Extract provided:
################

All of lore.kernel.org
 help / color / mirror / Atom feed
From: Jason Gunthorpe <jgg@nvidia.com>
To: Jonathan Lemon <jonathan.lemon@gmail.com>
Cc: Christoph Hellwig <hch@lst.de>, <netdev@vger.kernel.org>,
	<kernel-team@fb.com>, <robin.murphy@arm.com>,
	<akpm@linux-foundation.org>, <davem@davemloft.net>,
	<kuba@kernel.org>, <willemb@google.com>, <edumazet@google.com>,
	<steffen.klassert@secunet.com>, <saeedm@mellanox.com>,
	<maximmi@mellanox.com>, <bjorn.topel@intel.com>,
	<magnus.karlsson@intel.com>, <borisp@mellanox.com>,
	<david@redhat.com>
Subject: Re: [RFC PATCH v2 21/21] netgpu/nvidia: add Nvidia plugin for netgpu
Date: Tue, 28 Jul 2020 20:38:06 -0300	[thread overview]
Message-ID: <20200728233806.GC16789@nvidia.com> (raw)
In-Reply-To: <20200728210116.56potw45eyptmlc7@bsd-mbp.dhcp.thefacebook.com>

On Tue, Jul 28, 2020 at 02:01:16PM -0700, Jonathan Lemon wrote:
> On Tue, Jul 28, 2020 at 03:19:04PM -0300, Jason Gunthorpe wrote:
> > On Mon, Jul 27, 2020 at 06:48:12PM -0700, Jonathan Lemon wrote:
> > 
> > > While the current GPU utilized is nvidia, there's nothing in the rest of
> > > the patches specific to Nvidia - an Intel or AMD GPU interface could be
> > > equally workable.
> > 
> > I think that is very misleading.
> > 
> > It looks like this patch, and all the ugly MM stuff, is done the way
> > it is *specifically* to match the clunky nv_p2p interface that only
> > the NVIDIA driver exposes.

################

Data for this task:
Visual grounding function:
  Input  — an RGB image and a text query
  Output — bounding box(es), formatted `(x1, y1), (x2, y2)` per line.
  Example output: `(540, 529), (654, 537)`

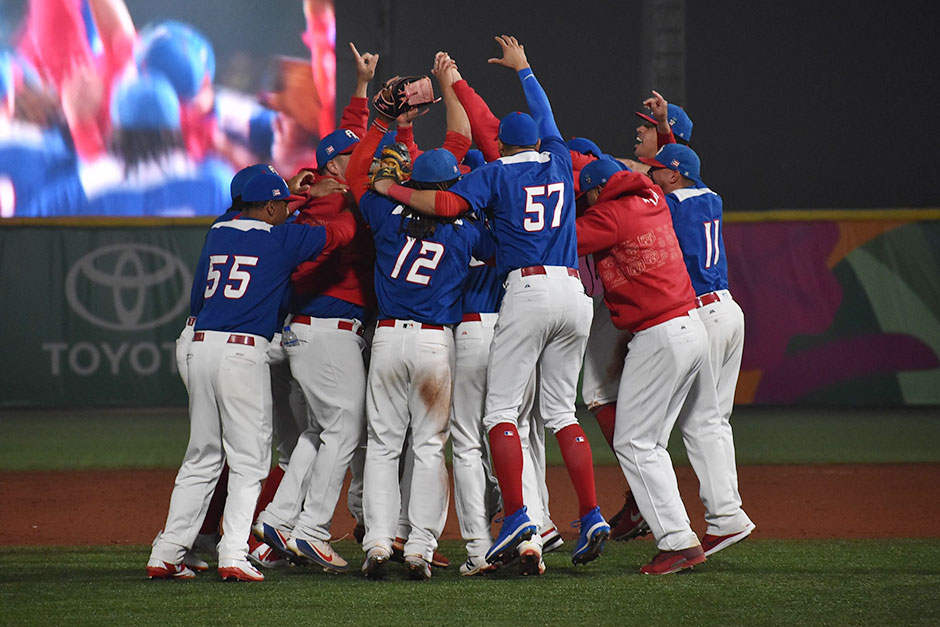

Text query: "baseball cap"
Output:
(229, 163), (277, 200)
(317, 128), (359, 168)
(111, 74), (180, 131)
(565, 137), (604, 158)
(634, 102), (692, 143)
(411, 148), (460, 183)
(134, 20), (215, 102)
(578, 157), (630, 194)
(463, 148), (486, 171)
(499, 111), (539, 146)
(640, 144), (702, 183)
(241, 171), (294, 202)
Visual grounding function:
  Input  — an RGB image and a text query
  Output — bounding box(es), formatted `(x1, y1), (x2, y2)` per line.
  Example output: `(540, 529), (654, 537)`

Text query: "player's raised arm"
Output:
(432, 52), (470, 163)
(487, 35), (561, 139)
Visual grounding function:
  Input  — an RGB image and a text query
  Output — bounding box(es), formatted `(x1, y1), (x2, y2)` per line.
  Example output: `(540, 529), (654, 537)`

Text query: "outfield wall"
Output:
(0, 210), (940, 407)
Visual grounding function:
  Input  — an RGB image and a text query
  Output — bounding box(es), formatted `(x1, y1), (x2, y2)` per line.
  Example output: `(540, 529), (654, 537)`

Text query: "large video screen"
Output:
(0, 0), (336, 218)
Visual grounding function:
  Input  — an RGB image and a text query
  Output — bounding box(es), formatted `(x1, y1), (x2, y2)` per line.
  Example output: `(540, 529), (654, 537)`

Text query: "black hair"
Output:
(111, 128), (184, 177)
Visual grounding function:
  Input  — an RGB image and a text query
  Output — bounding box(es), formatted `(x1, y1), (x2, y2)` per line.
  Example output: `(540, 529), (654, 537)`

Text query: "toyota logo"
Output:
(65, 244), (192, 331)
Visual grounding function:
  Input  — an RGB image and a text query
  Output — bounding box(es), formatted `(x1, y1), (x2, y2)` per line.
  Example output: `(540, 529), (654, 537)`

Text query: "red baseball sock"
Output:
(199, 464), (228, 535)
(555, 424), (597, 517)
(488, 422), (524, 516)
(255, 466), (284, 518)
(593, 403), (617, 450)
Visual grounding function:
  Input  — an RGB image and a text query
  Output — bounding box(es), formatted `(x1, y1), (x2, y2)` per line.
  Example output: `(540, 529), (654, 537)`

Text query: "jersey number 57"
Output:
(522, 183), (565, 231)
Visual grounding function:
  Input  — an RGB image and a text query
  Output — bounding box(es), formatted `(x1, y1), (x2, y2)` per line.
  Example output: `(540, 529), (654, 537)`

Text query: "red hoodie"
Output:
(575, 171), (695, 333)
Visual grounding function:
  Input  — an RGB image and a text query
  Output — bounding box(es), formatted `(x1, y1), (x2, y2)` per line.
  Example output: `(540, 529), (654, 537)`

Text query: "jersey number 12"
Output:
(391, 237), (444, 285)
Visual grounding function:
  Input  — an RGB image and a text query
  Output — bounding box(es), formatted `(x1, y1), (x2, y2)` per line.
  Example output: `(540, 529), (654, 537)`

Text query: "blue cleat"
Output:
(571, 507), (610, 564)
(486, 506), (536, 564)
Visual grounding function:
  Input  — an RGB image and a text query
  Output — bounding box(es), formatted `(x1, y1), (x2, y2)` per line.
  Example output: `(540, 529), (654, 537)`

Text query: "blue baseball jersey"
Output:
(0, 121), (86, 218)
(666, 187), (728, 295)
(359, 192), (495, 324)
(450, 136), (578, 277)
(194, 218), (326, 340)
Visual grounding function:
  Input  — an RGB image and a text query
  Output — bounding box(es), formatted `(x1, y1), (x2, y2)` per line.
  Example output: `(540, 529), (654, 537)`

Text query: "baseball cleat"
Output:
(610, 492), (650, 542)
(486, 506), (538, 564)
(702, 524), (756, 556)
(640, 546), (705, 575)
(571, 507), (610, 564)
(405, 555), (431, 581)
(219, 559), (264, 581)
(460, 555), (499, 577)
(287, 537), (349, 573)
(541, 525), (565, 553)
(519, 540), (545, 577)
(248, 536), (289, 568)
(391, 537), (450, 568)
(147, 558), (196, 579)
(362, 546), (392, 579)
(251, 522), (306, 564)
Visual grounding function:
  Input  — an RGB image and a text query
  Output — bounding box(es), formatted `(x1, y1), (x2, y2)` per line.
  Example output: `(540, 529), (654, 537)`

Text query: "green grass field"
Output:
(0, 407), (940, 470)
(0, 408), (940, 626)
(0, 540), (940, 625)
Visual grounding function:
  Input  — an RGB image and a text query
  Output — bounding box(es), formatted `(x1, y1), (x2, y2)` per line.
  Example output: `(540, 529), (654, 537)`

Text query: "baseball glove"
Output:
(372, 142), (411, 187)
(372, 76), (440, 119)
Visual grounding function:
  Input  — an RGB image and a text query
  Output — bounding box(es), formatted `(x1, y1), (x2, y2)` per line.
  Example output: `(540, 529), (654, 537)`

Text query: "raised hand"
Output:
(486, 35), (529, 72)
(349, 42), (379, 83)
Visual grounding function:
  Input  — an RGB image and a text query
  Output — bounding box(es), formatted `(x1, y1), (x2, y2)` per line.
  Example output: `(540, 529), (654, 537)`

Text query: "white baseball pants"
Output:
(362, 320), (454, 562)
(581, 292), (630, 409)
(614, 310), (708, 551)
(258, 318), (366, 540)
(483, 266), (593, 433)
(151, 331), (271, 563)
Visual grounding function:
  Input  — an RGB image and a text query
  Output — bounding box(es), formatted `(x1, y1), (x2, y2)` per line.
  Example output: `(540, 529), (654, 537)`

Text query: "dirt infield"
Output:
(0, 464), (940, 545)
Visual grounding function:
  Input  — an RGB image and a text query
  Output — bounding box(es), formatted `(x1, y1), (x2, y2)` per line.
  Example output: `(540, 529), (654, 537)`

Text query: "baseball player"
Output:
(349, 102), (494, 580)
(644, 144), (755, 555)
(147, 172), (355, 581)
(577, 159), (709, 575)
(377, 36), (610, 574)
(253, 44), (378, 572)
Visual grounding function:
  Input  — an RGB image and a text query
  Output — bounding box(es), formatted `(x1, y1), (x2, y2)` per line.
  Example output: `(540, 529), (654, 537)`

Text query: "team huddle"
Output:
(147, 36), (755, 581)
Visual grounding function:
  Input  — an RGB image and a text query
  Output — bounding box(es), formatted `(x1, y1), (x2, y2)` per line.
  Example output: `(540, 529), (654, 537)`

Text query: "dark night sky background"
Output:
(7, 0), (940, 211)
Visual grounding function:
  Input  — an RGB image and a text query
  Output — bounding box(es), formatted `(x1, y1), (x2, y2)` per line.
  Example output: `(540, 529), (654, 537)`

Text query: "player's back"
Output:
(450, 137), (578, 277)
(195, 219), (326, 339)
(359, 193), (493, 324)
(666, 187), (728, 294)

################

What this exercise asks:
A. Please display every line of the listing above that contains the word "blue".
B. Write the next part of the mailing list reply about the netgpu Nvidia plugin, starting after its last line.

Task-by-task answers:
A.
Text query: "blue cleat"
Text query: "blue baseball jersey"

B.
> 
> For /this/ patch [21], this is quite true.  I'm forced to use the nv_p2p
> API if I want to use the hardware that I have.  What's being overlooked
> is that the host mem driver does not do this, nor would another GPU
> if it used p2p_dma.  I'm just providing get_page, put_page, get_dma.

Not really, the design copied the nv_p2p api design directly into
struct netgpu_functions and then aligned the rest of the parts to use
it too. Yes, other GPU drivers could also be squeezed into this API,
but if you'd never looked at the NVIDIA driver you'd never pick such a
design. It is inherently disconnected from the MM.

> > Any approach done in tree, where we can actually modify the GPU
> > driver, would do sane things like have the GPU driver itself create
> > the MEMORY_DEVICE_PCI_P2PDMA pages, use the P2P DMA API framework, use
> > dmabuf for the cross-driver attachment, etc, etc.
> 
> So why doesn't Nvidia implement the above in the driver?
> Actually a serious question, not trolling here.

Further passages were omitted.